TASK BRIEF :: There is a line containing "Where can the grass lawn" in the entries below. Repeat that line and every line after it exactly, and nothing more.

PROVIDED ENTRIES ::
>>>

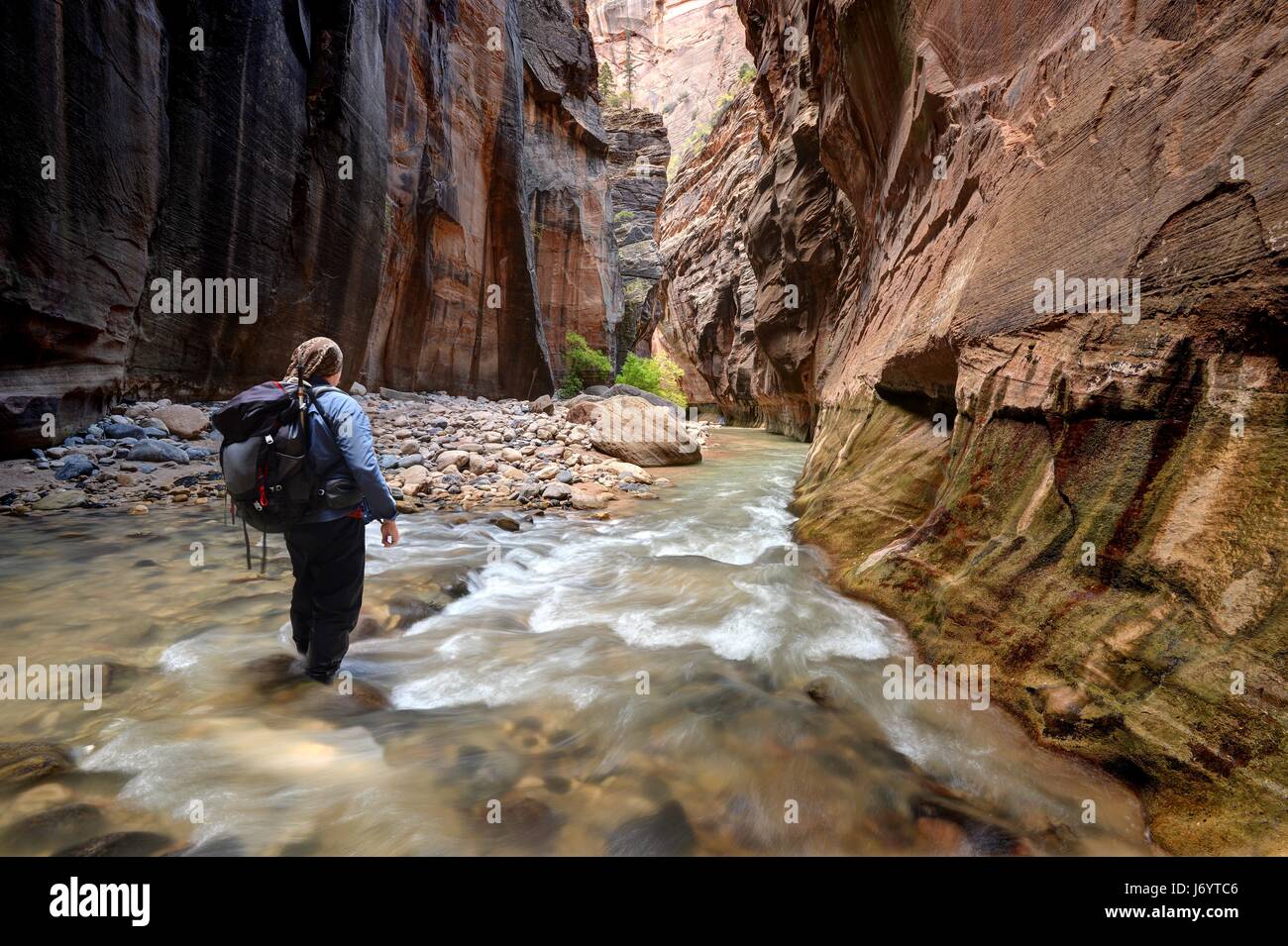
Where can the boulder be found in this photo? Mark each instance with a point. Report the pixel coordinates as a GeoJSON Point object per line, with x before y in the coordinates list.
{"type": "Point", "coordinates": [632, 391]}
{"type": "Point", "coordinates": [184, 421]}
{"type": "Point", "coordinates": [458, 459]}
{"type": "Point", "coordinates": [75, 467]}
{"type": "Point", "coordinates": [156, 452]}
{"type": "Point", "coordinates": [634, 430]}
{"type": "Point", "coordinates": [557, 491]}
{"type": "Point", "coordinates": [62, 499]}
{"type": "Point", "coordinates": [22, 764]}
{"type": "Point", "coordinates": [588, 495]}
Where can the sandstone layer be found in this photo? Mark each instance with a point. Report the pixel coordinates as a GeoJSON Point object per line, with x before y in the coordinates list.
{"type": "Point", "coordinates": [1091, 501]}
{"type": "Point", "coordinates": [567, 181]}
{"type": "Point", "coordinates": [638, 154]}
{"type": "Point", "coordinates": [679, 55]}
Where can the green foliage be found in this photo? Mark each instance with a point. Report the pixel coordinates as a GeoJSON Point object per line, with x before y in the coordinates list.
{"type": "Point", "coordinates": [657, 374]}
{"type": "Point", "coordinates": [571, 386]}
{"type": "Point", "coordinates": [721, 106]}
{"type": "Point", "coordinates": [583, 361]}
{"type": "Point", "coordinates": [639, 372]}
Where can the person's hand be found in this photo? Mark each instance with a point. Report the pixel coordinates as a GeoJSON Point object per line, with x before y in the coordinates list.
{"type": "Point", "coordinates": [387, 533]}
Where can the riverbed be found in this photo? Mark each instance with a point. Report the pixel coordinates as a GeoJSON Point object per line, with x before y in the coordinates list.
{"type": "Point", "coordinates": [675, 680]}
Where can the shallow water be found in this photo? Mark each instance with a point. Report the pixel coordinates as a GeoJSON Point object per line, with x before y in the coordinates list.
{"type": "Point", "coordinates": [630, 684]}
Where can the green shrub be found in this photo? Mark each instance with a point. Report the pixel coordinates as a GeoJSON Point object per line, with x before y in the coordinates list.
{"type": "Point", "coordinates": [653, 374]}
{"type": "Point", "coordinates": [571, 386]}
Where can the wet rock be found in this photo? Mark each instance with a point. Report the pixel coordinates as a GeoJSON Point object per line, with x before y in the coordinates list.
{"type": "Point", "coordinates": [119, 431]}
{"type": "Point", "coordinates": [75, 467]}
{"type": "Point", "coordinates": [369, 628]}
{"type": "Point", "coordinates": [487, 773]}
{"type": "Point", "coordinates": [184, 421]}
{"type": "Point", "coordinates": [67, 824]}
{"type": "Point", "coordinates": [940, 837]}
{"type": "Point", "coordinates": [528, 821]}
{"type": "Point", "coordinates": [156, 452]}
{"type": "Point", "coordinates": [636, 431]}
{"type": "Point", "coordinates": [588, 495]}
{"type": "Point", "coordinates": [823, 691]}
{"type": "Point", "coordinates": [60, 499]}
{"type": "Point", "coordinates": [223, 846]}
{"type": "Point", "coordinates": [1064, 701]}
{"type": "Point", "coordinates": [120, 845]}
{"type": "Point", "coordinates": [666, 833]}
{"type": "Point", "coordinates": [557, 491]}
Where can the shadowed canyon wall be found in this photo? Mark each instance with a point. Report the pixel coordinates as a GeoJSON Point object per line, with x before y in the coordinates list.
{"type": "Point", "coordinates": [377, 167]}
{"type": "Point", "coordinates": [638, 155]}
{"type": "Point", "coordinates": [1093, 502]}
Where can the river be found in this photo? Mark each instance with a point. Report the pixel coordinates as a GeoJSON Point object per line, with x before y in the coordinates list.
{"type": "Point", "coordinates": [627, 686]}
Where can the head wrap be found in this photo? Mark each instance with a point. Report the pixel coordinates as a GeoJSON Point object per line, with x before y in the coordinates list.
{"type": "Point", "coordinates": [316, 358]}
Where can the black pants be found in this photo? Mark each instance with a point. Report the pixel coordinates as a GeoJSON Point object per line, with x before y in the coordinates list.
{"type": "Point", "coordinates": [329, 560]}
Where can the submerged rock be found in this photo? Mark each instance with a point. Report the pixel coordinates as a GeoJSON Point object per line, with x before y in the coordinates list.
{"type": "Point", "coordinates": [665, 833]}
{"type": "Point", "coordinates": [120, 845]}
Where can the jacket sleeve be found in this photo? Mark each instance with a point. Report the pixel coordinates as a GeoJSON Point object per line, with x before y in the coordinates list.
{"type": "Point", "coordinates": [352, 431]}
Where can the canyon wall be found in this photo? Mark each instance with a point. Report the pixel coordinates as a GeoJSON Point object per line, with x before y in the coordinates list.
{"type": "Point", "coordinates": [681, 56]}
{"type": "Point", "coordinates": [708, 288]}
{"type": "Point", "coordinates": [1091, 501]}
{"type": "Point", "coordinates": [567, 180]}
{"type": "Point", "coordinates": [638, 155]}
{"type": "Point", "coordinates": [378, 168]}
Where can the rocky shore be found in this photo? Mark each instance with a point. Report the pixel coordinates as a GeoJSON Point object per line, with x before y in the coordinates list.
{"type": "Point", "coordinates": [437, 451]}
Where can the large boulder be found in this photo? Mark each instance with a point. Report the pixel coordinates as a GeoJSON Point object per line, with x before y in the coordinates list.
{"type": "Point", "coordinates": [634, 430]}
{"type": "Point", "coordinates": [632, 391]}
{"type": "Point", "coordinates": [180, 420]}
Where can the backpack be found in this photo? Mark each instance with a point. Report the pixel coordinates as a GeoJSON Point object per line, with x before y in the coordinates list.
{"type": "Point", "coordinates": [268, 477]}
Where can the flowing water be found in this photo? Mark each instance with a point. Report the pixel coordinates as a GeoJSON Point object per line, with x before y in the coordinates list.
{"type": "Point", "coordinates": [578, 687]}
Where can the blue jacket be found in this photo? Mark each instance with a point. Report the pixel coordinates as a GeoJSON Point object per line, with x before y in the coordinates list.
{"type": "Point", "coordinates": [342, 444]}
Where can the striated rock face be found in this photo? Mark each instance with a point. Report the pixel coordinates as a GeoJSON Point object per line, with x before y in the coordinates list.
{"type": "Point", "coordinates": [567, 180]}
{"type": "Point", "coordinates": [708, 287]}
{"type": "Point", "coordinates": [456, 211]}
{"type": "Point", "coordinates": [413, 179]}
{"type": "Point", "coordinates": [638, 154]}
{"type": "Point", "coordinates": [681, 56]}
{"type": "Point", "coordinates": [1090, 501]}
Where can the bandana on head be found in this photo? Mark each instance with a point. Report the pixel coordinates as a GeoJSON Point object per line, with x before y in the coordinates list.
{"type": "Point", "coordinates": [316, 358]}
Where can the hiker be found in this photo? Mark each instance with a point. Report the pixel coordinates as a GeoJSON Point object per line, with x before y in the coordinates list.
{"type": "Point", "coordinates": [327, 545]}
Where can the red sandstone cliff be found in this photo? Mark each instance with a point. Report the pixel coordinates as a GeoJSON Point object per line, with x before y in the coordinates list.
{"type": "Point", "coordinates": [411, 177]}
{"type": "Point", "coordinates": [1093, 502]}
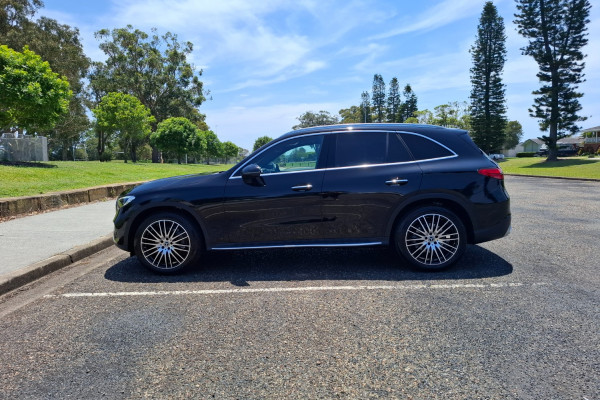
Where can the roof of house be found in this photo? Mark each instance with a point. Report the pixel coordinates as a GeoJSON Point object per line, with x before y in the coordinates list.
{"type": "Point", "coordinates": [594, 129]}
{"type": "Point", "coordinates": [569, 140]}
{"type": "Point", "coordinates": [538, 141]}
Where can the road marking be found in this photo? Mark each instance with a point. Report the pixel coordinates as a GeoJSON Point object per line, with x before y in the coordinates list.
{"type": "Point", "coordinates": [298, 289]}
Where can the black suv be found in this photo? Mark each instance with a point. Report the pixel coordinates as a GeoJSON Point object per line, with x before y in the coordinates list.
{"type": "Point", "coordinates": [425, 190]}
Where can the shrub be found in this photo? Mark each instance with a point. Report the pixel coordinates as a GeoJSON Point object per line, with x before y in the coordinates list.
{"type": "Point", "coordinates": [526, 154]}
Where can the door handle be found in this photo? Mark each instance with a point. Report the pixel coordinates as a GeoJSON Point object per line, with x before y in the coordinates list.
{"type": "Point", "coordinates": [396, 182]}
{"type": "Point", "coordinates": [302, 188]}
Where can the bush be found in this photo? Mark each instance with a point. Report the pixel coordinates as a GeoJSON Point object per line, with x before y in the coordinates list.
{"type": "Point", "coordinates": [526, 154]}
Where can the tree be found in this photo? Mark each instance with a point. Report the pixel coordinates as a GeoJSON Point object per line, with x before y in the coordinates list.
{"type": "Point", "coordinates": [350, 115]}
{"type": "Point", "coordinates": [61, 47]}
{"type": "Point", "coordinates": [31, 94]}
{"type": "Point", "coordinates": [365, 108]}
{"type": "Point", "coordinates": [421, 117]}
{"type": "Point", "coordinates": [409, 106]}
{"type": "Point", "coordinates": [230, 150]}
{"type": "Point", "coordinates": [260, 142]}
{"type": "Point", "coordinates": [125, 116]}
{"type": "Point", "coordinates": [310, 118]}
{"type": "Point", "coordinates": [214, 147]}
{"type": "Point", "coordinates": [453, 114]}
{"type": "Point", "coordinates": [153, 69]}
{"type": "Point", "coordinates": [556, 30]}
{"type": "Point", "coordinates": [394, 102]}
{"type": "Point", "coordinates": [15, 21]}
{"type": "Point", "coordinates": [488, 107]}
{"type": "Point", "coordinates": [512, 134]}
{"type": "Point", "coordinates": [177, 135]}
{"type": "Point", "coordinates": [378, 98]}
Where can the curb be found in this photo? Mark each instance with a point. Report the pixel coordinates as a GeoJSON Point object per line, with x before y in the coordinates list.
{"type": "Point", "coordinates": [15, 206]}
{"type": "Point", "coordinates": [556, 177]}
{"type": "Point", "coordinates": [25, 275]}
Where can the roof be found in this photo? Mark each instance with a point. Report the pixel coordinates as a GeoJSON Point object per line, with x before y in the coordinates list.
{"type": "Point", "coordinates": [417, 128]}
{"type": "Point", "coordinates": [569, 140]}
{"type": "Point", "coordinates": [594, 129]}
{"type": "Point", "coordinates": [538, 141]}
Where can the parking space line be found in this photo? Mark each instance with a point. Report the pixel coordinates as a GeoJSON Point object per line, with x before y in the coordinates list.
{"type": "Point", "coordinates": [299, 289]}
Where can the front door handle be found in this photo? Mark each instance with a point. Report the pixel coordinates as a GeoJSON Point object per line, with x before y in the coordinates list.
{"type": "Point", "coordinates": [302, 188]}
{"type": "Point", "coordinates": [396, 182]}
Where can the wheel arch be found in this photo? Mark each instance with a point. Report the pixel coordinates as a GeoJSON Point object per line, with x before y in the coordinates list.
{"type": "Point", "coordinates": [443, 200]}
{"type": "Point", "coordinates": [178, 209]}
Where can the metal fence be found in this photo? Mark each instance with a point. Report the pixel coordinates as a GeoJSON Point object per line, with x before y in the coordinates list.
{"type": "Point", "coordinates": [24, 149]}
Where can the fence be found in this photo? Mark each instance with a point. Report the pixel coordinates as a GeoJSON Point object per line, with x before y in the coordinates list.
{"type": "Point", "coordinates": [24, 149]}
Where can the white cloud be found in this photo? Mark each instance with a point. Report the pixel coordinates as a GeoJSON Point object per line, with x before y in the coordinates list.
{"type": "Point", "coordinates": [243, 125]}
{"type": "Point", "coordinates": [443, 13]}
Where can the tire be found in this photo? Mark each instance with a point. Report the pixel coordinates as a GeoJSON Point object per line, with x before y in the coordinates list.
{"type": "Point", "coordinates": [430, 238]}
{"type": "Point", "coordinates": [167, 243]}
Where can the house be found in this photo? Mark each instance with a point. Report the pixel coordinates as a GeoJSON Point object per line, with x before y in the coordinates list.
{"type": "Point", "coordinates": [591, 139]}
{"type": "Point", "coordinates": [535, 145]}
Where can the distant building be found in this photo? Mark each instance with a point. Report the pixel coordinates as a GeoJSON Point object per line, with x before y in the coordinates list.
{"type": "Point", "coordinates": [591, 139]}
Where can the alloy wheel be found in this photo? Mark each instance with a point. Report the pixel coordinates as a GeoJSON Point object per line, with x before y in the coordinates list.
{"type": "Point", "coordinates": [165, 244]}
{"type": "Point", "coordinates": [432, 239]}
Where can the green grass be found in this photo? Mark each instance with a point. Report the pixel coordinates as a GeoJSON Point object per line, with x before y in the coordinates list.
{"type": "Point", "coordinates": [67, 175]}
{"type": "Point", "coordinates": [571, 167]}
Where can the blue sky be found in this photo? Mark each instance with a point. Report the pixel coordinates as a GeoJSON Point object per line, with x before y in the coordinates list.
{"type": "Point", "coordinates": [268, 61]}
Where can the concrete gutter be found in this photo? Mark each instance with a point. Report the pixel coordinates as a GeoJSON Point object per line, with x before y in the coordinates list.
{"type": "Point", "coordinates": [15, 206]}
{"type": "Point", "coordinates": [23, 276]}
{"type": "Point", "coordinates": [556, 177]}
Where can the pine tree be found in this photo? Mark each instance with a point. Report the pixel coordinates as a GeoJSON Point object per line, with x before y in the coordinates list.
{"type": "Point", "coordinates": [488, 104]}
{"type": "Point", "coordinates": [378, 98]}
{"type": "Point", "coordinates": [393, 102]}
{"type": "Point", "coordinates": [365, 107]}
{"type": "Point", "coordinates": [556, 30]}
{"type": "Point", "coordinates": [409, 107]}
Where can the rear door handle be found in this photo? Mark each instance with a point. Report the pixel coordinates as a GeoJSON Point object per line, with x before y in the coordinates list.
{"type": "Point", "coordinates": [396, 182]}
{"type": "Point", "coordinates": [302, 188]}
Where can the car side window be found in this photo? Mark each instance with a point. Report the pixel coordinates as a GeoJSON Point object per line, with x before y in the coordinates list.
{"type": "Point", "coordinates": [296, 154]}
{"type": "Point", "coordinates": [423, 148]}
{"type": "Point", "coordinates": [364, 148]}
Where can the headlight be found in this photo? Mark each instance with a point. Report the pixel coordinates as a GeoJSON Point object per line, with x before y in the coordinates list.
{"type": "Point", "coordinates": [123, 201]}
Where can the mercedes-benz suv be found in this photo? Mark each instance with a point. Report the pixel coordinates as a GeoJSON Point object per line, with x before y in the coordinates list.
{"type": "Point", "coordinates": [424, 190]}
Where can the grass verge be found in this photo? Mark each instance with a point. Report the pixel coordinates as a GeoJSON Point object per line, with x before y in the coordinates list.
{"type": "Point", "coordinates": [572, 167]}
{"type": "Point", "coordinates": [28, 180]}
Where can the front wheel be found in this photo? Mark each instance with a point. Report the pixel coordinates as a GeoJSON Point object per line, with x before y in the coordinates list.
{"type": "Point", "coordinates": [431, 238]}
{"type": "Point", "coordinates": [167, 243]}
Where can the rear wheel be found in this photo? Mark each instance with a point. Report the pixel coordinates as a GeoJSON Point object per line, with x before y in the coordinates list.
{"type": "Point", "coordinates": [167, 243]}
{"type": "Point", "coordinates": [431, 238]}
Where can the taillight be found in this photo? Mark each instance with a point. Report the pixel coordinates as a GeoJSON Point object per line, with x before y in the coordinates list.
{"type": "Point", "coordinates": [495, 173]}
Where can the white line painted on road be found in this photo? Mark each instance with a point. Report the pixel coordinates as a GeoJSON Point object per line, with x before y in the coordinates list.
{"type": "Point", "coordinates": [297, 289]}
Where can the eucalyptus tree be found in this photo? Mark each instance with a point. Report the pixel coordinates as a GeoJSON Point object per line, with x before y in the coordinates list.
{"type": "Point", "coordinates": [153, 68]}
{"type": "Point", "coordinates": [31, 94]}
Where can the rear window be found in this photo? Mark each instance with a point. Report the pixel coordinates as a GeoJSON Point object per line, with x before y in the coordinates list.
{"type": "Point", "coordinates": [423, 148]}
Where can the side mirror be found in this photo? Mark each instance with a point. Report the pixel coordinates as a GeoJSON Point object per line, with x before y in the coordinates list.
{"type": "Point", "coordinates": [251, 175]}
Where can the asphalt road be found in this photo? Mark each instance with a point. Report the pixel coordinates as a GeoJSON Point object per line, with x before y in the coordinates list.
{"type": "Point", "coordinates": [518, 318]}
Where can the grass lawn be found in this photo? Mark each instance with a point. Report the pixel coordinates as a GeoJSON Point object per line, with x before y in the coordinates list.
{"type": "Point", "coordinates": [66, 175]}
{"type": "Point", "coordinates": [571, 167]}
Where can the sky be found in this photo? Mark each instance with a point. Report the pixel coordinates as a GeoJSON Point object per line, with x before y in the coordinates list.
{"type": "Point", "coordinates": [266, 62]}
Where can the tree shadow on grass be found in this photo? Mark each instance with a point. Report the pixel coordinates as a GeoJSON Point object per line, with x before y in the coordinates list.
{"type": "Point", "coordinates": [27, 164]}
{"type": "Point", "coordinates": [561, 163]}
{"type": "Point", "coordinates": [329, 264]}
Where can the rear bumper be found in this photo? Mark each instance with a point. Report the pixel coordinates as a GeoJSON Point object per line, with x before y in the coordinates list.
{"type": "Point", "coordinates": [496, 231]}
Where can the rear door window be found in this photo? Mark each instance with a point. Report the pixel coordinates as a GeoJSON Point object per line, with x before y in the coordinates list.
{"type": "Point", "coordinates": [368, 148]}
{"type": "Point", "coordinates": [423, 148]}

<<<

RESULT OF THE EXERCISE ::
Where can the grass lawn be found in this photo? Mark each instance with a point. Report the pixel coordinates as a GeoJSON Point object per line, with x before y in the coordinates list.
{"type": "Point", "coordinates": [66, 175]}
{"type": "Point", "coordinates": [571, 167]}
Where can the sky be found in this photo? Mark each instance with a point. Report the pixel coordinates as a GeoJSON Point object per line, with x before y in the coordinates list.
{"type": "Point", "coordinates": [266, 62]}
Where can the tree shadow on grass be found in this photo? Mark each instance with a point. Report the pixel coordinates as a GeoJSON Point object per line, with x before y in the coordinates list.
{"type": "Point", "coordinates": [27, 164]}
{"type": "Point", "coordinates": [561, 163]}
{"type": "Point", "coordinates": [329, 264]}
Where can the rear bumper be found in this photo? Mark each instance with a point. Report the pixel coordinates as a GeoJSON Point object per line, with x before y in the coordinates list.
{"type": "Point", "coordinates": [496, 231]}
Where can the rear door window be found in this photo? Mark each instance with a point. Report the pixel coordinates as a GeoJSON Point object per line, with x before y in the coordinates list.
{"type": "Point", "coordinates": [368, 148]}
{"type": "Point", "coordinates": [423, 148]}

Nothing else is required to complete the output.